# Neural Networks

In this notebook, you will classify handwritten digits from the [MNIST dataset](http://yann.lecun.com/exdb/mnist/) using (i) a softmax regression model (as a baseline) and (ii) a convolutional neural network.

## Setup

In [1]:
from tqdm import tqdm

import torch
import torch.nn as nn
from torchvision.datasets import MNIST
from torchvision import transforms as tr
from torchdata.datapipes.map import SequenceWrapper
from torchdata.datapipes.iter import IterDataPipe


class SoftmaxRegression(nn.Module):
    def __init__(self) -> None:
        super().__init__()
        self.layers = nn.Sequential(
            nn.Flatten(),
            nn.Linear(in_features=28 * 28, out_features=10),
        )

    def forward(self, x: torch.Tensor) -> torch.Tensor:
        return self.layers(x)


class NeuralNetwork(nn.Module):
    def __init__(self) -> None:
        super().__init__()
        self.layers = nn.Sequential(
            nn.Conv2d(in_channels=1, out_channels=32, kernel_size=5),
            nn.ReLU(inplace=True),
            nn.MaxPool2d(kernel_size=2),
            nn.Conv2d(in_channels=32, out_channels=64, kernel_size=5),
            nn.ReLU(inplace=True),
            nn.MaxPool2d(kernel_size=2),
            nn.Flatten(),
            nn.Dropout(p=0.5),
            nn.Linear(in_features=1024, out_features=1024),
            nn.ReLU(inplace=True),
            nn.Linear(in_features=1024, out_features=10),
        )

    def forward(self, x: torch.Tensor) -> torch.Tensor:
        return self.layers(x)


def create_datapipe(train: bool, batch_size: int, buffer_size: int = 10000) -> tuple[IterDataPipe, IterDataPipe]:
    datapipe = (
        SequenceWrapper(MNIST(root="mnist", train=train, download=True))
        .to_iter_datapipe()
    )
    if buffer_size is not None:
        datapipe = datapipe.cycle().shuffle(buffer_size=buffer_size)

    images, labels = datapipe.unzip(sequence_length=2)
    images = (
        images
        .map(lambda image: tr.ToTensor()(image))
        .batch(batch_size=batch_size)
    )
    labels = labels.batch(batch_size=batch_size)

    return images, labels

  from .autonotebook import tqdm as notebook_tqdm


## Training and evaluating the model

In [None]:
device = torch.device("cuda") if torch.cuda.is_available() else torch.device("cpu")
model = NeuralNetwork().to(device)
# model = SoftmaxRegression().to(device)
optimizer = torch.optim.Adam(model.parameters())
loss_function = nn.CrossEntropyLoss(reduction="mean")

n_batches = 1000
batch_size = 100

### Train model

In [None]:
datapipe_train = create_datapipe(train=True, batch_size=batch_size)

■ **Data excerpts**
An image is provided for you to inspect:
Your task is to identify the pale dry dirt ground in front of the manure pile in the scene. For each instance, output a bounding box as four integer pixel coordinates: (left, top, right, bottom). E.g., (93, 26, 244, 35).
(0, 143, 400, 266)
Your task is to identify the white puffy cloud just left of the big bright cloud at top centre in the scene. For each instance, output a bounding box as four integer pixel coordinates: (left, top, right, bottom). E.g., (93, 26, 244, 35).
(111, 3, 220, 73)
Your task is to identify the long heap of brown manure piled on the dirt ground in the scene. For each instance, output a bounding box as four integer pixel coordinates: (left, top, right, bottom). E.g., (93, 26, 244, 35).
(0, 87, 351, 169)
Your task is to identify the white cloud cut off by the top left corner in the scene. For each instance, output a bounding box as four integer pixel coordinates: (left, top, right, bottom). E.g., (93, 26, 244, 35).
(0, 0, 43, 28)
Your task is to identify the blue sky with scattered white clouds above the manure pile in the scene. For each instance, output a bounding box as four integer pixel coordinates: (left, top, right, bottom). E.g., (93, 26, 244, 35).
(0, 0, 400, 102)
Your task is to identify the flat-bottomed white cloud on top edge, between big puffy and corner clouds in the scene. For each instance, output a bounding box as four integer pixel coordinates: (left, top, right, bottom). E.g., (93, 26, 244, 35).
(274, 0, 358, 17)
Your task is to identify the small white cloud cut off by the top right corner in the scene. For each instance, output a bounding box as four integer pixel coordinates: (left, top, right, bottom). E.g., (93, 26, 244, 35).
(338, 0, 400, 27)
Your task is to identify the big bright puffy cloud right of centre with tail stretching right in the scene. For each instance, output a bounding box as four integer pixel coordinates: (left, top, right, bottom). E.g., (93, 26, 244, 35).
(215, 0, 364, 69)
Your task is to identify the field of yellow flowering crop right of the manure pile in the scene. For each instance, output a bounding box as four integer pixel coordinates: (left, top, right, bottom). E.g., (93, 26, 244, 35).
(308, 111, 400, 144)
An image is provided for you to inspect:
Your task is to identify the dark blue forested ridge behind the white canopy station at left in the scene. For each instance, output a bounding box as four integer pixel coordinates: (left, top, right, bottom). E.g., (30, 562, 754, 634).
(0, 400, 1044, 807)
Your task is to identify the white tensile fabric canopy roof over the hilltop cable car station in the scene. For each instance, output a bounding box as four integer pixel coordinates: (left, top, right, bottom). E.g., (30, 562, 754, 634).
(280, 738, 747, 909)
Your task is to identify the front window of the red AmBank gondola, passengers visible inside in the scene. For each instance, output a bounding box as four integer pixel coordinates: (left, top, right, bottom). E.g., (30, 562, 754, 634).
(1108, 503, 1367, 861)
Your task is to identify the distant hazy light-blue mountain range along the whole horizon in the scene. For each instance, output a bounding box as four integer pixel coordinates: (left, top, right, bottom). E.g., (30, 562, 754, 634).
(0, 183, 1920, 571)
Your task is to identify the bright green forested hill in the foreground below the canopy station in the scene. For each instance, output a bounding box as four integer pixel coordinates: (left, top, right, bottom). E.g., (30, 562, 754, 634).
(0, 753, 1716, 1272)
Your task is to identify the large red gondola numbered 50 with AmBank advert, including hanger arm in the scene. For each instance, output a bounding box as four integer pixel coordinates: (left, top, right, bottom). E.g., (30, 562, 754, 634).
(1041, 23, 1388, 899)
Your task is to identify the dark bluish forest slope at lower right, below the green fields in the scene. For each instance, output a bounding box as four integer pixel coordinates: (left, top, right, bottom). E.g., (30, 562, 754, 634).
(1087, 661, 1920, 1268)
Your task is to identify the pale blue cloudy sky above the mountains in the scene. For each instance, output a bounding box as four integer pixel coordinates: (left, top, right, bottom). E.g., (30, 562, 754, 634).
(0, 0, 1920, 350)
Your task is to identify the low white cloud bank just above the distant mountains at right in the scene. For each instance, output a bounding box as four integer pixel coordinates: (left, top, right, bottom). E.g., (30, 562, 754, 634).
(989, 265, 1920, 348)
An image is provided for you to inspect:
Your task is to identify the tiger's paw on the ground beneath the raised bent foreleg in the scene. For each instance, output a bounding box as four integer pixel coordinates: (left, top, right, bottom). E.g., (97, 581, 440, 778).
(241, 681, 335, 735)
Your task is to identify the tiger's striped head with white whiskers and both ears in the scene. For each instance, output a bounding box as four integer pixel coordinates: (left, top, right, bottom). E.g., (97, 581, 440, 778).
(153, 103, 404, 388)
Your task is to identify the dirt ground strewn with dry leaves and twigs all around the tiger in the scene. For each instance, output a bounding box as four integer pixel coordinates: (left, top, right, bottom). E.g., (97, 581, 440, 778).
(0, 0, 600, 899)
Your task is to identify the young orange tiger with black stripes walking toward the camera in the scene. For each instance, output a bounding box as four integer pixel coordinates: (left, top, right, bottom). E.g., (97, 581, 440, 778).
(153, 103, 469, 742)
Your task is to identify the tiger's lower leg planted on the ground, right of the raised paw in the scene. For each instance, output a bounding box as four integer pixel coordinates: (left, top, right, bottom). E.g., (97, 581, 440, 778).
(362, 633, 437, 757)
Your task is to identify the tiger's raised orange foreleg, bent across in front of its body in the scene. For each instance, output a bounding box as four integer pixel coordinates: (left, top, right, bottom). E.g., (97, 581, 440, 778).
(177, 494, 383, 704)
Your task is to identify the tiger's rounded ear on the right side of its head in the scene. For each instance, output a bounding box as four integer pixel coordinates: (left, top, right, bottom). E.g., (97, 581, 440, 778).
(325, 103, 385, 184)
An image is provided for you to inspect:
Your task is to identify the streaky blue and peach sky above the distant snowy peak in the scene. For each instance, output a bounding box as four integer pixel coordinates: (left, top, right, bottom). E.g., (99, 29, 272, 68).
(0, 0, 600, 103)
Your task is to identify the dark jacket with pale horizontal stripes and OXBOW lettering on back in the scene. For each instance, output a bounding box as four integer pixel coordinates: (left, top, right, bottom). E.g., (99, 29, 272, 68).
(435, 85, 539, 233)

■ **Work request A**
Which two models does the MNIST notebook use to classify the handwritten digits?
■ **Work request B**
Rewrite the paragraph of the MNIST notebook that begins "In this notebook, you will classify" as a short list, keeping its main facts.
■ **Work request C**
Write what follows in the MNIST notebook, starting after its last line of code.

■ **Exercise answer A**
A softmax regression model as a baseline and a convolutional neural network.

■ **Exercise answer B**
Classify handwritten digits from the MNIST dataset using:
- a softmax regression model, as a baseline
- a convolutional neural network

■ **Exercise answer C**
model.train()

batch = 0
for images, labels in tqdm(zip(*datapipe_train), desc="batch", leave=False):
    images = torch.stack(images).to(device=device)
    labels = torch.Tensor(labels).to(dtype=torch.long, device=device)

    optimizer.zero_grad()
    predicted_labels = model(images)
    loss = loss_function(predicted_labels, labels)
    loss.backward()
    optimizer.step()

    batch += 1
    if batch == n_batches:
        break

### Evaluate model

In [None]:
datapipe_test = create_datapipe(train=False, batch_size=batch_size, buffer_size=None)

model.eval()
correct_predictions = 0
total = 0
for images, labels in tqdm(zip(*datapipe_test), desc="batch", leave=False):
    images = torch.stack(images).to(device=device)
    labels = torch.Tensor(labels).to(dtype=torch.long, device=device)

    predicted_labels = model(images)
    correct_predictions += (predicted_labels.argmax(dim=-1) == labels).sum()
    total += len(predicted_labels)

accuracy = correct_predictions / total
print(f"accuracy = {accuracy:.03}")

## Questions

1. What do you expect the accuracy of an untrained model to be on the MNIST dataset? Why? Try evaluating an untrained model. What is the accuracy you obtain? (3 points)
2. What is the loss function used here? Describe it. Why is it appropriate for a classification task? (4 points)
3. Try using a neural network with only one convolutional layer (the `NeuralNetwork` class provided has two: remove the second one!) You will have to adjust the number of input features to your first linear layer. Do you find a accuracy difference between one-layer convolutional network and a two-layer convolutional network? Explain why/why not. (6 points)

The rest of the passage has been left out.